> [PROBLEM TO SOLVE]
Reproduce verbatim the part of the material that opens with the line containing "written like (436,335)." and runs through the final line of the material, both ends included.

— Begin —

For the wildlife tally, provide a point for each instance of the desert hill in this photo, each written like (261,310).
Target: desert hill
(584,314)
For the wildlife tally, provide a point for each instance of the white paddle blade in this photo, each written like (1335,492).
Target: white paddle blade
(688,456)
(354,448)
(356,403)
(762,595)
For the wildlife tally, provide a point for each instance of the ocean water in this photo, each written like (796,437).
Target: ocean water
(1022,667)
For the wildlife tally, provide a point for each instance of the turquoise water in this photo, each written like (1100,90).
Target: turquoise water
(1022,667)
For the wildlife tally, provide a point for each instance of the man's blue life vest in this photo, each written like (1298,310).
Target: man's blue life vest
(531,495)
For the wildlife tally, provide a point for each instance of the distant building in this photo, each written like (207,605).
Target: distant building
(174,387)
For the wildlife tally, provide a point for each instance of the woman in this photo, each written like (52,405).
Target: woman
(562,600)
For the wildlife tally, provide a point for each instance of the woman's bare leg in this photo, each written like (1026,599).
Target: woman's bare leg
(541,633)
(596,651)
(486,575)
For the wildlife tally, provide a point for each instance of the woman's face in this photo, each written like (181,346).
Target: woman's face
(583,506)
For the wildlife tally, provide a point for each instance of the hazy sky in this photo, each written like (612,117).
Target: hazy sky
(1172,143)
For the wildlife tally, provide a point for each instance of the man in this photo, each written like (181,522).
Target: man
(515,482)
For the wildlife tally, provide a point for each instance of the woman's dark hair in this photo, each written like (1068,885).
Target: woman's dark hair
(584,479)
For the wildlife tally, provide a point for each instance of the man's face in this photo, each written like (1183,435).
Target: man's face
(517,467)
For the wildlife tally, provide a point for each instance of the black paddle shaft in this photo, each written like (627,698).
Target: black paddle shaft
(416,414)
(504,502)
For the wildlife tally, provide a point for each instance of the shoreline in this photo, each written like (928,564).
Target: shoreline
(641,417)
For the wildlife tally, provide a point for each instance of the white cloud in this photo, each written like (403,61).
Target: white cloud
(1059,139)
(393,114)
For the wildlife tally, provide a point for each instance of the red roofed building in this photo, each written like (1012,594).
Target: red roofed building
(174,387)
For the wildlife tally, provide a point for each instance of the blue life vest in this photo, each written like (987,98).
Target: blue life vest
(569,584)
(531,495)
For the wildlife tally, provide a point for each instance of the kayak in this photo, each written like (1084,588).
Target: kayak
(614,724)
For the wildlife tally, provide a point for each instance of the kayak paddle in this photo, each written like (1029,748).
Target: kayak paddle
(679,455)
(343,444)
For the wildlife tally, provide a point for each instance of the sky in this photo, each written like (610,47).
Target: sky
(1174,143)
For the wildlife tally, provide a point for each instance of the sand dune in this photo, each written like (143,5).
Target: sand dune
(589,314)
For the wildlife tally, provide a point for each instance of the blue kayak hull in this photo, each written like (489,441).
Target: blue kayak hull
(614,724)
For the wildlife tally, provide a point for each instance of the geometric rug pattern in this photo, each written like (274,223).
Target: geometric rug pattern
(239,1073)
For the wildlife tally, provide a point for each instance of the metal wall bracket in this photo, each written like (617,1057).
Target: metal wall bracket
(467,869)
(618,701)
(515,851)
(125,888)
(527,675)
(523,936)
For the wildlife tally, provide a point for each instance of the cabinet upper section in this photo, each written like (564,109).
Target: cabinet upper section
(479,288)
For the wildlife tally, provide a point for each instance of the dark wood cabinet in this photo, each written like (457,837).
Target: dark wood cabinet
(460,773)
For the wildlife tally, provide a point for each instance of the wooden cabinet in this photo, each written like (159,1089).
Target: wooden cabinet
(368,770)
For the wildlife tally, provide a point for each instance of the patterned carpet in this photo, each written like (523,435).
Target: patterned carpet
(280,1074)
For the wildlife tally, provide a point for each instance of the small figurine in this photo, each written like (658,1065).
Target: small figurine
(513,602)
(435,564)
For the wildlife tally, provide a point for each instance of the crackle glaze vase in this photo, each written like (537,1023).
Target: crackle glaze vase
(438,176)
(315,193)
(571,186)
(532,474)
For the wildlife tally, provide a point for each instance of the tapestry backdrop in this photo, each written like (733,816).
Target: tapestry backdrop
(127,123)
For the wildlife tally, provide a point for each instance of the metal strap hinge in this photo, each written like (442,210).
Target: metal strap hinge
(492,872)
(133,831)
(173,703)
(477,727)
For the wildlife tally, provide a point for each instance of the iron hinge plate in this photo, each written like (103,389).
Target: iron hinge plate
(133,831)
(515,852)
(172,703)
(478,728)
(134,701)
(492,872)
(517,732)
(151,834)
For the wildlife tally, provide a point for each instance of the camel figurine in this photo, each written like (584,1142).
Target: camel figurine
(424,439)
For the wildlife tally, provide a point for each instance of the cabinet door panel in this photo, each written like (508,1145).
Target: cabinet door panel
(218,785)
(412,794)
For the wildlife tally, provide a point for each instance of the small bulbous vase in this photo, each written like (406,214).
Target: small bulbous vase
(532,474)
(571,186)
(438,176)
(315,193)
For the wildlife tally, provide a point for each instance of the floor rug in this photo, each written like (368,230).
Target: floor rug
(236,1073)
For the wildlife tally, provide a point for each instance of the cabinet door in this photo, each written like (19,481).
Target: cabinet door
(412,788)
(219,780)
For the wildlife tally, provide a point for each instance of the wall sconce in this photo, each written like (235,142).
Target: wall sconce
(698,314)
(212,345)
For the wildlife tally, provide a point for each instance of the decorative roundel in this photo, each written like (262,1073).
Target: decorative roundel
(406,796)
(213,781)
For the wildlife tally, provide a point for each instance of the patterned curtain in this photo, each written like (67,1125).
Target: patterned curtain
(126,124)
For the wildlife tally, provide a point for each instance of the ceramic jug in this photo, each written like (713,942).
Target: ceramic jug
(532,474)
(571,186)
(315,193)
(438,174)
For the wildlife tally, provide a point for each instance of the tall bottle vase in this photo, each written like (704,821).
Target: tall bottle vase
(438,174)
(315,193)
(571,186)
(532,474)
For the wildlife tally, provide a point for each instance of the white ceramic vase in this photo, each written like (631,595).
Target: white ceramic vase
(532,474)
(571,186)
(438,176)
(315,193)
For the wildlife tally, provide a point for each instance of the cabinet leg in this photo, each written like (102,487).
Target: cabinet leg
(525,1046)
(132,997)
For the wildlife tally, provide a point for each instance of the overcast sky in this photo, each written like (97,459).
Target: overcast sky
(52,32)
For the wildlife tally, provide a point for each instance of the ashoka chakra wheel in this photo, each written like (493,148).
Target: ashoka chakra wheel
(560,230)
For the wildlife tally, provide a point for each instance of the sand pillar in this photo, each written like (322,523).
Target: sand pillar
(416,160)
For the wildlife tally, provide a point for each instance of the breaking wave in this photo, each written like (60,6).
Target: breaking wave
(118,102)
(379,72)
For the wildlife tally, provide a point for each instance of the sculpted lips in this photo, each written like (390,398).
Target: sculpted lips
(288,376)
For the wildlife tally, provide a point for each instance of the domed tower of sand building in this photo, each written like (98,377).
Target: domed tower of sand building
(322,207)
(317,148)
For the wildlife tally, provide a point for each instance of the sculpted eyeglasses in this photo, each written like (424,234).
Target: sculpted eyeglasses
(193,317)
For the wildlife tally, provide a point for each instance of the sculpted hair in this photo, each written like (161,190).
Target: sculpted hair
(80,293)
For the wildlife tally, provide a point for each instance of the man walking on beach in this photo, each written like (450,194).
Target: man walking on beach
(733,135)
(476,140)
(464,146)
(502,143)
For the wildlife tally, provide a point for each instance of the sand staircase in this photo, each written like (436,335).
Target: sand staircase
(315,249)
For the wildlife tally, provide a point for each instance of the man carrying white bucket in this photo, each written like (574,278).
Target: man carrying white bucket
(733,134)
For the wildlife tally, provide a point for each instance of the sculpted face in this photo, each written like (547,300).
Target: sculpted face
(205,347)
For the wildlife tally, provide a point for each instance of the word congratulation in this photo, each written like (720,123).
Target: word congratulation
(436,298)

— End —

> [COMPLETED EXERCISE]
For the wildlife tally, provide a point for each instance of the sand staircase in this photo, each written like (436,335).
Target: sand staircase
(315,249)
For the wildlife tally, provide a point for each instance of the man carrying white bucket in this photo, each written like (574,278).
Target: man carrying white bucket
(733,134)
For the wildlife tally, provide a point for each instance of the sculpted face in this photo, each written like (547,300).
Target: sculpted face
(205,347)
For the wildlife tally, provide a point for each instance of the word congratulation in this photo, each written like (720,123).
Target: word congratulation
(436,298)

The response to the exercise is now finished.